### PROBLEM TO WORK ON
Exactly reproduce each line of the listing that follows.
------ TASK INPUT
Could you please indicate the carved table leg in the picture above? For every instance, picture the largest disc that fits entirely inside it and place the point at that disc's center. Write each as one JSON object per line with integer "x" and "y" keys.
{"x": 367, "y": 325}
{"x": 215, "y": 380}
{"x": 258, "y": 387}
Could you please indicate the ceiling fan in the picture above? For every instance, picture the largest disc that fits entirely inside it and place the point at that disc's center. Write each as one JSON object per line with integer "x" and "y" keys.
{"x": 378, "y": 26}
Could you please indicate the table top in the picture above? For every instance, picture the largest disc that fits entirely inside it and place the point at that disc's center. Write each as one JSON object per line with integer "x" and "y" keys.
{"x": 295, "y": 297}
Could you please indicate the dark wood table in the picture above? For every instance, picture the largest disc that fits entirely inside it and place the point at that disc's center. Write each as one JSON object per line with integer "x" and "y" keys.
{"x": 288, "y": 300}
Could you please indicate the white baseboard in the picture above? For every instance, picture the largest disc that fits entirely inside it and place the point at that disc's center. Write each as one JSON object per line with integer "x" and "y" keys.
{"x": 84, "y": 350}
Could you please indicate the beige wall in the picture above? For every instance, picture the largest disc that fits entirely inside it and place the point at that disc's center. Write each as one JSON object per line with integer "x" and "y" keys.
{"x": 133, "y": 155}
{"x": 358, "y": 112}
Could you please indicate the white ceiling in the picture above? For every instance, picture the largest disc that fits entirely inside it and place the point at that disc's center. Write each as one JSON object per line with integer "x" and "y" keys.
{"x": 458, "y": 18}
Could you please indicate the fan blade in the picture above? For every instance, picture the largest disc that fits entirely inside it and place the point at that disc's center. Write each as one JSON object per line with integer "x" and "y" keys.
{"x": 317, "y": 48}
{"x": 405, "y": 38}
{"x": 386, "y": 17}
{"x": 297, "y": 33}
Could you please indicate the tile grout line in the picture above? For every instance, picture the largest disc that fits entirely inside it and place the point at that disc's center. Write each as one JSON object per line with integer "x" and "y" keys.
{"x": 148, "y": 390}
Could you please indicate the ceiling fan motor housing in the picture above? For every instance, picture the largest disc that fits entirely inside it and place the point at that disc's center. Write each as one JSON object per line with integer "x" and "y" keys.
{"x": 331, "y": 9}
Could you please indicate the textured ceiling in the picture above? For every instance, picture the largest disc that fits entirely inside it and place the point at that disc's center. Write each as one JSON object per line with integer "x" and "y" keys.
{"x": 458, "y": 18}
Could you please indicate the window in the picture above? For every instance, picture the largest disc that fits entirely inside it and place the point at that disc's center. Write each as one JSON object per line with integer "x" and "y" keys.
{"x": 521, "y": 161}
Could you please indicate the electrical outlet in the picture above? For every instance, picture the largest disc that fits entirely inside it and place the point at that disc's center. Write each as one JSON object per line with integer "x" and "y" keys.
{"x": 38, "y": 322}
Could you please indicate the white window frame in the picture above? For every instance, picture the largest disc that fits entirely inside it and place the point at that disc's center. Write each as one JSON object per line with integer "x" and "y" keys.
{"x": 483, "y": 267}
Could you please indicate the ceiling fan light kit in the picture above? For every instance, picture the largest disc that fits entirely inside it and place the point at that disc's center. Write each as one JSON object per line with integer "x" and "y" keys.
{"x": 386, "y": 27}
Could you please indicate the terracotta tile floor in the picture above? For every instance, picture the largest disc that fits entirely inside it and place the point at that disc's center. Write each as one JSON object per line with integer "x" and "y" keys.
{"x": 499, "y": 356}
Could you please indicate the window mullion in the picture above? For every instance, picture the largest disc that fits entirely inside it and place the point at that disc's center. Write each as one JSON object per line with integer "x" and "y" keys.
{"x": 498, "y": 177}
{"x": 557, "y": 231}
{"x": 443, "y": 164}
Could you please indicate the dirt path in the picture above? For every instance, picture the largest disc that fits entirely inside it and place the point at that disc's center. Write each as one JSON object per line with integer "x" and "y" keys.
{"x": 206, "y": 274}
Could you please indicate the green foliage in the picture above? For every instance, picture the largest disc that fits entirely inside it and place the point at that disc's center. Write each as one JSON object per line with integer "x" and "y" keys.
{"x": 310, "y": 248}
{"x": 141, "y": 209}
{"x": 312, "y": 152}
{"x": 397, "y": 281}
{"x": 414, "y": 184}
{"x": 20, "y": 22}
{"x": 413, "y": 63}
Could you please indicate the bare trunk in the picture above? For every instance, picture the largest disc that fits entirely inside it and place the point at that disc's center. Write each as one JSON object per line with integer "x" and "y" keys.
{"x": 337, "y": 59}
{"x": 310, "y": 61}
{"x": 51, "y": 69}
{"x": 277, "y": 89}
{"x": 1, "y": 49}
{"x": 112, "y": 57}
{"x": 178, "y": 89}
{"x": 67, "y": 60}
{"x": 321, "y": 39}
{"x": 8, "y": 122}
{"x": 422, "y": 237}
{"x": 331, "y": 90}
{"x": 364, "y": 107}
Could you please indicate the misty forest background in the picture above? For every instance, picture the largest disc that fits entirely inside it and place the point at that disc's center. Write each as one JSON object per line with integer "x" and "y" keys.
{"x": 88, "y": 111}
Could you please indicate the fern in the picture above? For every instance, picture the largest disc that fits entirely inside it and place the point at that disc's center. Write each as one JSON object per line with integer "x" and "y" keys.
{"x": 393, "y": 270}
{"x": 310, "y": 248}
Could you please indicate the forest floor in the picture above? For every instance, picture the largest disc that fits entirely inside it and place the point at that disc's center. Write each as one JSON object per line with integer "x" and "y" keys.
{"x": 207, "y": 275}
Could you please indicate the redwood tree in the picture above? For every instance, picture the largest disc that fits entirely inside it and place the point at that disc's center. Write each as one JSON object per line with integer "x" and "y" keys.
------------
### TASK OUTPUT
Could you please indicate the carved table leg in the picture above? For every instance, picture the largest disc that fits entirely inside it and place the point at that disc's center. Write each as one JSON object per line with integer "x" and "y" keys.
{"x": 367, "y": 325}
{"x": 215, "y": 380}
{"x": 258, "y": 387}
Could you please indicate the ceiling fan in the picture above? For every instance, picture the largest disc that fits entirely inside it and place the point at that disc's center. Write each as one JSON object per line with integer "x" and "y" keys.
{"x": 378, "y": 26}
Could you please indicate the table top in the picture above? For every instance, picture the largest disc that fits entirely inside it and place the point at that disc's center. Write each as one JSON object per line with integer "x" and "y" keys.
{"x": 295, "y": 297}
Could you please indicate the dark wood table in the picture above? For every instance, picture the largest disc that fits entirely inside it and place the point at that disc's center. Write each as one JSON object per line with integer "x" and "y" keys.
{"x": 288, "y": 300}
Could you please indicate the white baseboard in the picture above? For every instance, picture the largest disc that fits entirely inside it and place the point at that disc's center. Write each as one JSON object per line with integer "x" and "y" keys.
{"x": 84, "y": 350}
Could you please indicate the beige wall in the picture above? For every instance, picture the largest disc that fits entirely inside it and place the point at that disc's center. Write each as one JSON object per line with integer "x" and "y" keys.
{"x": 133, "y": 155}
{"x": 358, "y": 112}
Could you please indicate the white ceiling in the picture above? For every instance, picture the largest disc that fits entirely inside it and place the point at that disc's center. Write each as one JSON object per line with integer "x" and "y" keys.
{"x": 458, "y": 18}
Could you please indicate the fan blade in the picture above? For every instance, picture the largest disc that fits entirely inside it and place the point at that disc's center. Write each as one JSON object per line with integer "x" and "y" keys.
{"x": 317, "y": 48}
{"x": 405, "y": 38}
{"x": 386, "y": 17}
{"x": 297, "y": 33}
Could you please indicate the tile grout line in the picture above? For every instance, picture the largest disc that fits entirely inside it and place the point at that disc's center. Write each as one JSON object per line with integer "x" and "y" keys.
{"x": 148, "y": 390}
Could you please indicate the ceiling fan motor housing in the picture above? For every instance, picture the largest disc that fits entirely inside it and place the point at that disc's center. Write each as one JSON object per line with integer "x" and "y" keys.
{"x": 331, "y": 9}
Could you please indicate the textured ceiling in the picture above? For every instance, picture the largest disc that fits entirely inside it and place the point at that disc's center. Write each as one JSON object per line with integer "x" and "y" keys.
{"x": 458, "y": 18}
Could you please indicate the window in the picture above? For every instance, picture the largest disc that fits entirely inside it and place the point at that disc's center. Write each as one JSON object per line with integer "x" and "y" keys.
{"x": 521, "y": 161}
Could you please indicate the electrical outlet in the picture above? For every instance, picture the largest disc that fits entirely inside it and place the point at that disc's center. Write each as one JSON object per line with integer "x" and "y" keys.
{"x": 38, "y": 322}
Could you please indicate the white window frame in the picture above? For every instance, picture the largest disc that fits entirely inside it and place the point at that disc's center. Write each as one JSON object per line with integer "x" and "y" keys.
{"x": 483, "y": 267}
Could you please indicate the ceiling fan light kit in the picture above? For every instance, picture the largest disc that fits entirely inside it and place the point at that disc's center. Write each as one JSON object per line with integer "x" and "y" keys.
{"x": 386, "y": 27}
Could you please indicate the terracotta tile floor in the picture above? For every instance, picture the largest disc that fits entirely inside it and place the point at that disc's center. Write each as one JSON object per line with integer "x" and "y" keys.
{"x": 499, "y": 356}
Could you please indicate the window mullion in the picture above? For every instance, picture the largest disc that fits entirely inside it and place the point at that disc's center. Write each as one JSON object per line with integer "x" and "y" keys.
{"x": 498, "y": 177}
{"x": 557, "y": 231}
{"x": 443, "y": 164}
Could you please indicate the dirt path in the picture above? For every instance, picture the largest disc that fits entirely inside it and place the point at that disc's center. Write each as one JSON object per line with integer "x" and "y" keys.
{"x": 206, "y": 274}
Could you please indicate the green foliage in the picture above? For every instance, picture the largest disc that fits entirely inside it and place the point at that disc's center. Write each as one JSON object per line with integer "x" and "y" keys.
{"x": 310, "y": 248}
{"x": 141, "y": 209}
{"x": 312, "y": 152}
{"x": 397, "y": 281}
{"x": 414, "y": 184}
{"x": 20, "y": 22}
{"x": 413, "y": 63}
Could you please indicate the bare trunk in the picture above? For every instance, picture the largest disc that fits entirely inside it and place the point at that disc's center. Write each as one JSON object per line with integer "x" and "y" keys.
{"x": 337, "y": 59}
{"x": 310, "y": 61}
{"x": 51, "y": 69}
{"x": 277, "y": 89}
{"x": 1, "y": 49}
{"x": 112, "y": 57}
{"x": 178, "y": 89}
{"x": 67, "y": 60}
{"x": 321, "y": 39}
{"x": 8, "y": 122}
{"x": 422, "y": 237}
{"x": 331, "y": 90}
{"x": 364, "y": 107}
Could you please indicate the misty forest background in the picture above? For every instance, picture the largest disc that fits entirely inside it and place the point at that disc's center. Write each as one JSON object per line with integer "x" and "y" keys.
{"x": 88, "y": 111}
Could you please indicate the fern in the picture above? For every instance, picture the largest disc that fits entirely inside it and place the point at that disc's center. Write each as one JSON object per line with integer "x" and "y" keys.
{"x": 393, "y": 270}
{"x": 310, "y": 248}
Could you please indicate the forest floor in the picture above? For every instance, picture the largest disc that fits entirely inside it and place the point at that disc's center. Write each as one JSON object per line with integer "x" and "y" keys.
{"x": 207, "y": 275}
Could you please indicate the redwood tree in the picture above? For every instance, picture the largest disc that fits entirely inside it and place the point at that disc's center. Write each as one JSON object per line with integer "x" and "y" keys.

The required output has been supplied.